# The IAP Loser's Club



## DocStram (Jan 2, 2008)

Whoooo Hoooo!!  I can hardly wait until 8:00 tonight!  The first two winners of the Daily Trivia Contest will be announced.  AND ... that means .... we begin accepting applications to The IAP Loser's Club! [}]


----------



## IPD_Mrs (Jan 2, 2008)

Hey Doc can I be on the right side of this stage? [:0]

Mike


----------



## TBone (Jan 2, 2008)

At least this year, I get to lose twice a day instead of once.  Doc, I hearby challenge you to a losing duel........we shall see who is the weakest link.  

If you don't win a prize and you win the duel, does that make you a winner or a bigger loser????


----------



## wdcav1952 (Jan 2, 2008)

> _Originally posted by TBone_
> 
> At least this year, I get to lose twice a day instead of once.  Doc, I hearby challenge you to a losing duel........we shall see who is the weakest link.
> 
> If you don't win a prize and you win the duel, does that make you a winner or a bigger loser????



I think we have enough room here for two weak links. [}]


----------



## IPD_Mrs (Jan 2, 2008)

Make it three, when you add in the overpaid goverment employee playing on IAP during business hours![:0]

Mike


----------



## TBone (Jan 2, 2008)

I'm not telling Mike who I work for


----------



## IPD_Mrs (Jan 2, 2008)

Oh Tommy quit your worrying, I was talking about Cav, besides I have seen you profile picture and know you don't work.[]

Mike


----------



## DocStram (Jan 2, 2008)

> _Originally posted by MLKWoodWorking_
> 
> Make it three, when you add in the overpaid goverment employee playing on IAP during business hours![:0]
> 
> Mike



Overheard in Dr. Cav's office ......
"Oh, I'm sorry. I guess I forgot to inject the novacaine before pulling that tooth. Be right back ... gotta make another post in IAP!"[}][}]


----------



## DocStram (Jan 2, 2008)

> _Originally posted by TBone_
> 
> At least this year, I get to lose twice a day instead of once.  Doc, I hearby challenge you to a losing duel........we shall see who is the weakest link.

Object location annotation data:
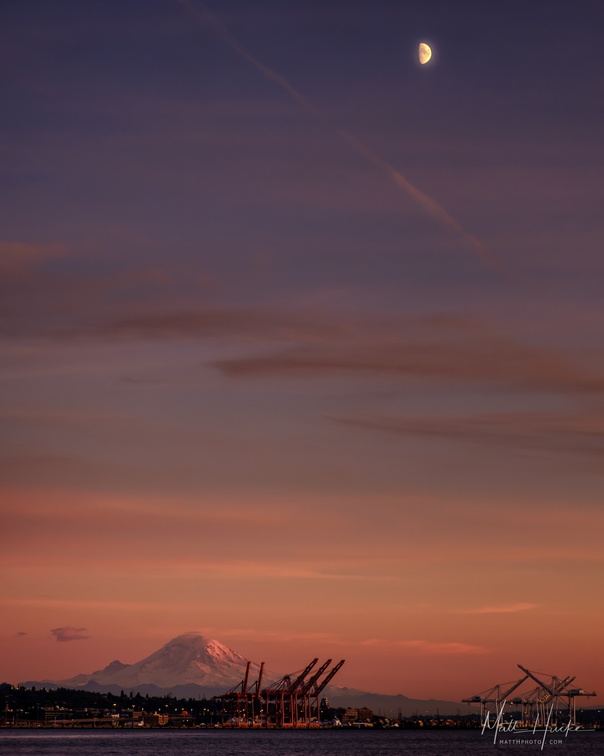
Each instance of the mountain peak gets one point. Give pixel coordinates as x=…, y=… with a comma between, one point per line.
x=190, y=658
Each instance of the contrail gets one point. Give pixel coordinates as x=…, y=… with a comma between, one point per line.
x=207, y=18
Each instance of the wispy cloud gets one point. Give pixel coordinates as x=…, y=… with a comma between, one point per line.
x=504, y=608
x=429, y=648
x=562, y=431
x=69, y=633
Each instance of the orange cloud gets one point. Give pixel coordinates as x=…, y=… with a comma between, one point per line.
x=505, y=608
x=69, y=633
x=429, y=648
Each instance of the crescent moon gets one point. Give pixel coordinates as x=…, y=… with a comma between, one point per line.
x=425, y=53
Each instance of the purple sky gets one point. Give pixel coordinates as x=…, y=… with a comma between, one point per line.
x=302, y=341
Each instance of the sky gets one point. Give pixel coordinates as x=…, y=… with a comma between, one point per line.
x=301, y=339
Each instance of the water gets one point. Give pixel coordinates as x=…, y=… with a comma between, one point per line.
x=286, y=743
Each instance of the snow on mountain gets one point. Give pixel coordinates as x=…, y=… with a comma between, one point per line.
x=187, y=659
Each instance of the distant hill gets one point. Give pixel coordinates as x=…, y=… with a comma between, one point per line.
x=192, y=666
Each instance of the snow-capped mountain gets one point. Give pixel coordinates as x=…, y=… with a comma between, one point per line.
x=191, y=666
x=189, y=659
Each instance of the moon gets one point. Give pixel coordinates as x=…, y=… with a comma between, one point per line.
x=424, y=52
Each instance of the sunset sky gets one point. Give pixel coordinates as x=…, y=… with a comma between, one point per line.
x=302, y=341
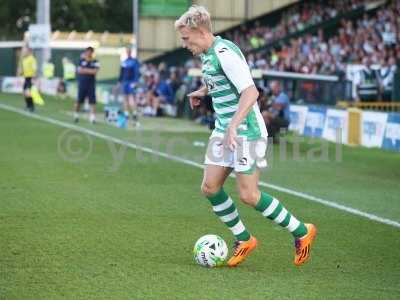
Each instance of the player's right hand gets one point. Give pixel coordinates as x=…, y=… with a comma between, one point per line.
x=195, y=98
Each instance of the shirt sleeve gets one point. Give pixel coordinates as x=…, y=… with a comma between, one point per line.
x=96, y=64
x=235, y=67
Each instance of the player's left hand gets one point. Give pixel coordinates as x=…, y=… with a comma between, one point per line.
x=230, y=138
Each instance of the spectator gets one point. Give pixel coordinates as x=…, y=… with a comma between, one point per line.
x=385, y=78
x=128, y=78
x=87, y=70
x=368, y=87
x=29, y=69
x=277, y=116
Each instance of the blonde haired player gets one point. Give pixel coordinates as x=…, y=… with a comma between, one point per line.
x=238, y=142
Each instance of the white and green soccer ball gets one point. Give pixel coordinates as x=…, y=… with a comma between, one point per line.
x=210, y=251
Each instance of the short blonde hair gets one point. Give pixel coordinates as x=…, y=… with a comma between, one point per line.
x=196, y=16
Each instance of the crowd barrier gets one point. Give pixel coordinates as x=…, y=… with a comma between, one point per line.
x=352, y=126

**Exercise tasks:**
- a) Answer the following questions about the IAP Loser's Club thread.
(i) At what time does DocStram say the first two winners of the Daily Trivia Contest will be announced?
(ii) Whom does TBone challenge to a losing duel?
(iii) In the remark DocStram presents as overheard in Dr. Cav's office, what was forgotten before the tooth was pulled?
- b) Write the next part of the IAP Loser's Club thread, starting after its final line.

**Results of the exercise:**
- a)
(i) 8:00 tonight.
(ii) Doc.
(iii) To inject the novacaine.

- b)
> 
> If you don't win a prize and you win the duel, does that make you a winner or a bigger loser????



Sorry, Pirate!  I'm ineligible to be member of the Trivia Contest Loser's Club.  I'm one of the TriviaMeisters along with Bruce and Randy.[:0][:0]


----------



## wdcav1952 (Jan 2, 2008)

That's OK, Al.  You can still be a weak link! [}]

Novacaine, what is novacaine?????


----------



## arioux (Jan 2, 2008)

You guys should start the "Pessimist" (sp?) club.

Na,  i guess it will never work!![}]

Alfred


----------



## Scott (Jan 2, 2008)

> _Originally posted by TBone_
> 
> At least this year, I get to lose twice a day instead of once.



Oh gee, Tommy!  I don't know how to break this to you, but you DID lose TWICE A DAY last year!   [}]

Scott.


----------



## TBone (Jan 2, 2008)

> _Originally posted by Scott_
> 
> 
> 
> ...



Well, all that money spent on loser counseling to forget that and Scott blows it with one post.  

Since Mike's figured out that I don't do manual labor, I guess it's time to work on that New Year's resolution to lose weight.


----------



## NavyDiver (Jan 2, 2008)

Hey Tommy,
Doesn't being a Duke fan make you a three time loser regardless of the outcome of the daily trivia contest? [}]


----------



## TBone (Jan 2, 2008)

And another weak link is heard from.

I figured that since it was a group pile on that a Carolina fan would be along.  I think being a UNC fan makes you just a permanent loser.  [}][}]  We'll have to see how cocky you are when Hansbrough graduates.    Isn't he about a 7th year senior??

Edited for spelling before Cav reads it!


----------



## NavyDiver (Jan 2, 2008)

At least the Carolina player graduate.  It's great to have Duke next door.  They are the only football team in the ACC worse than UNC [].

If being a UNC fan makes me a permanant loser, then being a UNC grad makes me a hopeless, permanant loser .


----------



## TBone (Jan 2, 2008)

Duke doesn't play football, it's soccer with an old ball that's outta shape


----------



## MarkHix (Jan 2, 2008)

If you join the loser's club and then win a prize are you allowed to accept it?


----------



## DocStram (Jan 2, 2008)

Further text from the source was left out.